▸ **What is being asked**
Among the records below, find the lines containing "resolution" and state only how many there are.

===== Records provided =====

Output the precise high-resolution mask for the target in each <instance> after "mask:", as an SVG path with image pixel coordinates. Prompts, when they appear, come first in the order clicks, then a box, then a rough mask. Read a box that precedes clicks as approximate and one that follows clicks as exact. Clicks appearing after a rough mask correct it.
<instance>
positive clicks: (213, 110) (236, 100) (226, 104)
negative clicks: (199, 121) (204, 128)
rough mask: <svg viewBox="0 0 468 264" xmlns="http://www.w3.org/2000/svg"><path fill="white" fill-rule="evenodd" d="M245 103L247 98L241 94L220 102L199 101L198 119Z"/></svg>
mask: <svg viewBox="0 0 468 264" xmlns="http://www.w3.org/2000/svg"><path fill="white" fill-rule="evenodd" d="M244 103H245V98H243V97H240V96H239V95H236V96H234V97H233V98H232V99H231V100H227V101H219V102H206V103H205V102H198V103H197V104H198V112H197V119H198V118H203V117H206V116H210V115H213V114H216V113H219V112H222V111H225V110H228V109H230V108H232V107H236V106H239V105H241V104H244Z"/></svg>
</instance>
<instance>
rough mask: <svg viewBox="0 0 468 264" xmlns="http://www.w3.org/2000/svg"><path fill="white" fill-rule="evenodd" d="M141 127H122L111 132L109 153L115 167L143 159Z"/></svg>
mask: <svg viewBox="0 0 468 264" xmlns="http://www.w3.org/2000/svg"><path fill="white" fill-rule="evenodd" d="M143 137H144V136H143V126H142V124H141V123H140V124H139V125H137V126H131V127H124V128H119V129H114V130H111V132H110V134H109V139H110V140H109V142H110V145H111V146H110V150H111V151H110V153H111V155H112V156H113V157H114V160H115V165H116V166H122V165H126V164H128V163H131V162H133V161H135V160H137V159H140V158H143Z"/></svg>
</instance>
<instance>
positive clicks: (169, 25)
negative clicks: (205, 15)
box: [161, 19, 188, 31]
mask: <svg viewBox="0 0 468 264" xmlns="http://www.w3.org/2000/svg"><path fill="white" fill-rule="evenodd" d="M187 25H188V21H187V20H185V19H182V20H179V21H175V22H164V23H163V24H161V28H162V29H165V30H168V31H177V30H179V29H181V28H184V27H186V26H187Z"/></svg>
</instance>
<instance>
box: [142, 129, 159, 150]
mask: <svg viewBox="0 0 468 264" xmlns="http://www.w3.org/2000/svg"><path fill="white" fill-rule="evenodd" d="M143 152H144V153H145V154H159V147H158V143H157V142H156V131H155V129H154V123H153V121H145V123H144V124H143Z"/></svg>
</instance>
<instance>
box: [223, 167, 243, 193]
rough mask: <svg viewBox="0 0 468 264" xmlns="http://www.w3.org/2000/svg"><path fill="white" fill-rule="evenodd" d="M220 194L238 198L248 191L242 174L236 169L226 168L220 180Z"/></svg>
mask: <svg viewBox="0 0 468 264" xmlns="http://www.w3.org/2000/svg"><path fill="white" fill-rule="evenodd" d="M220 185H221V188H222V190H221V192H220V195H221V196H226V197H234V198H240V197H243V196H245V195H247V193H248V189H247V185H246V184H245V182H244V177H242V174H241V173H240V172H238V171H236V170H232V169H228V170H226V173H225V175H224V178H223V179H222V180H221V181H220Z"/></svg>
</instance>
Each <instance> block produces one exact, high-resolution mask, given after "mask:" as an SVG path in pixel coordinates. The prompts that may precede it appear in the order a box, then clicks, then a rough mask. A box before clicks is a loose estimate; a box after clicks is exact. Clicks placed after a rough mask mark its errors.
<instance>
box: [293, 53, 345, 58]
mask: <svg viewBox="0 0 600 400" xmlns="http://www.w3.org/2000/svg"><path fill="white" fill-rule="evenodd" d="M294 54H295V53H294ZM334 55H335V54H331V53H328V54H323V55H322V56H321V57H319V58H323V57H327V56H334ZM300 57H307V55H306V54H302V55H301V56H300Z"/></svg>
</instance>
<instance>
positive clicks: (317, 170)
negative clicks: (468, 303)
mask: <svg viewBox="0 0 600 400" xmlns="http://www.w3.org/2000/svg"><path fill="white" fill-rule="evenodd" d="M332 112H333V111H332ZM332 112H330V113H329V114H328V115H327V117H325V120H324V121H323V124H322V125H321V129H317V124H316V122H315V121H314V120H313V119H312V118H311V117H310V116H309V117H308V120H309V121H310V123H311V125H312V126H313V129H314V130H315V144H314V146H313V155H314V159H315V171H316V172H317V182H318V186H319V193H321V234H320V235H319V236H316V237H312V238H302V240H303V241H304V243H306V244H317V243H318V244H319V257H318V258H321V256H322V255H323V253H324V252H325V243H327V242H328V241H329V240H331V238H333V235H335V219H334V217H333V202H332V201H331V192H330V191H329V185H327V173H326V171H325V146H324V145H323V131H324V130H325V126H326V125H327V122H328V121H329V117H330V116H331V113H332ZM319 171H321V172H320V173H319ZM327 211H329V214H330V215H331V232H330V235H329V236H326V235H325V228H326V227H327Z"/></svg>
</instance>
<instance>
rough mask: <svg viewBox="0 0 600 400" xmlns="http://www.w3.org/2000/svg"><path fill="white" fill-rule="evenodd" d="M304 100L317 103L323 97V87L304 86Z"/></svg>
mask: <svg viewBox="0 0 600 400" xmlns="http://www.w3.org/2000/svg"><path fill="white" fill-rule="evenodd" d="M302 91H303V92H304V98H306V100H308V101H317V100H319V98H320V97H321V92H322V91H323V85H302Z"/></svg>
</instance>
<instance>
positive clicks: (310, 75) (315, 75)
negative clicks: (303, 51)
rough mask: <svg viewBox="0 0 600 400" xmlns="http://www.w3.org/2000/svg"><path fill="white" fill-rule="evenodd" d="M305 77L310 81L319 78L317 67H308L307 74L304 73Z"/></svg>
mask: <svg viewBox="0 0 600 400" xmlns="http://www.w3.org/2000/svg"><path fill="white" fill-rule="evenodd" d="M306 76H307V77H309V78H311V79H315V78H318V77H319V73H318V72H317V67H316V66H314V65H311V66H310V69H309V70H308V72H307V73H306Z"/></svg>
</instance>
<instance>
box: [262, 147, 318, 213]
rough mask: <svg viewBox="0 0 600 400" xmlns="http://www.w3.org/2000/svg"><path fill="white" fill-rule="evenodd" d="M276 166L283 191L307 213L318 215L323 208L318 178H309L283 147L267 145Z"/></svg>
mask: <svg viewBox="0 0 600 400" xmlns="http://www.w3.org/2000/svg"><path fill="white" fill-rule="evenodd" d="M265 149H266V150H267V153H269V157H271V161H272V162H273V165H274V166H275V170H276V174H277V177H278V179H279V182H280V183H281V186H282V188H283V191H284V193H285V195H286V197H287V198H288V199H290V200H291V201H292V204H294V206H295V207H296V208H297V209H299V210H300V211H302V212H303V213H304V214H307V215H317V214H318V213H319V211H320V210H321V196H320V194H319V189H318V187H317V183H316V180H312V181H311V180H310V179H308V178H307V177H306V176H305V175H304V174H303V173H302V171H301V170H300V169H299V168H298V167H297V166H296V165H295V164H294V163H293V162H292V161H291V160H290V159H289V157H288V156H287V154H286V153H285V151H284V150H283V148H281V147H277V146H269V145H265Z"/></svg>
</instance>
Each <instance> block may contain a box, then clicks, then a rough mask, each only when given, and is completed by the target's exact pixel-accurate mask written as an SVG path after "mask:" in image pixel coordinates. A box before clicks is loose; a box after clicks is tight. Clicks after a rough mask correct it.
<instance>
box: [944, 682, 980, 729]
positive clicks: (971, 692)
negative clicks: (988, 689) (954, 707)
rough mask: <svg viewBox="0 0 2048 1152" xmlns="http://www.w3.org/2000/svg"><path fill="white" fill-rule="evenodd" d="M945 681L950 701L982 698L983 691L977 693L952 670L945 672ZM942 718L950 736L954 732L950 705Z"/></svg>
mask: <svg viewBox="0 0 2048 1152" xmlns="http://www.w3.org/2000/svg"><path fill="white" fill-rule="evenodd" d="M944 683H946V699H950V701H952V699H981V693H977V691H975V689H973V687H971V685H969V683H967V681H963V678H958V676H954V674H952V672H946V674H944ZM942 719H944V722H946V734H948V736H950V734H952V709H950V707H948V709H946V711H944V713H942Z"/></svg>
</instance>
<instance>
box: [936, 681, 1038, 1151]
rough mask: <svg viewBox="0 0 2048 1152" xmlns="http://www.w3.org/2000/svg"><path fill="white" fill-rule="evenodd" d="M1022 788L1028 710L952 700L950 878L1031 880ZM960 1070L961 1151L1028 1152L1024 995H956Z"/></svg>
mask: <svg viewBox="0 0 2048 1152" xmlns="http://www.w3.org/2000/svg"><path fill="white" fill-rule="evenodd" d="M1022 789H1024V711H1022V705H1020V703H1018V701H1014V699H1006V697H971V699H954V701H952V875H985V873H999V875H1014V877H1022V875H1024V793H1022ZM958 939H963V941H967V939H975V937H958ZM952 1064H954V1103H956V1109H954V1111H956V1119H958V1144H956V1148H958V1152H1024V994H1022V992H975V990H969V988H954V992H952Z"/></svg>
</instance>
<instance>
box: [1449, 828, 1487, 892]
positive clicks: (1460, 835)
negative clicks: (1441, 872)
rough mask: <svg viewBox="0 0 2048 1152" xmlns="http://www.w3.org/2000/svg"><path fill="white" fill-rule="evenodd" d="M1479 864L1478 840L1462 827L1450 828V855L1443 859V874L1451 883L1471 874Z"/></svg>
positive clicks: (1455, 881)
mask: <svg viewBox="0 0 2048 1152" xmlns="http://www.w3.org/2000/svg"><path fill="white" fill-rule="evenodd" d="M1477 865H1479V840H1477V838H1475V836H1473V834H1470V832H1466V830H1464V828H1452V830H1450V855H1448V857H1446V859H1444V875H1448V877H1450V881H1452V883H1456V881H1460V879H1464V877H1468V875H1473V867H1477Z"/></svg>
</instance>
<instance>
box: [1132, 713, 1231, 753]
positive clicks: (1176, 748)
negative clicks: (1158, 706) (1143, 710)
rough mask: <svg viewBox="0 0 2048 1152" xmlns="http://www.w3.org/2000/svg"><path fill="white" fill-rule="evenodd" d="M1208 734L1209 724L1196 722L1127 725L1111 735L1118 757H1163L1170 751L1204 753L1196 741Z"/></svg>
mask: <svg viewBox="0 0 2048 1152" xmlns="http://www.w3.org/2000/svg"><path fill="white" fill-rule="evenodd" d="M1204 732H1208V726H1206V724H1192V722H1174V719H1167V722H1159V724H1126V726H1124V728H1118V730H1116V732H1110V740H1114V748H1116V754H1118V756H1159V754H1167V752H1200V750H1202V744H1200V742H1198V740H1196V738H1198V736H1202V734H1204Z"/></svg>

=====

▸ **Exercise answer**
2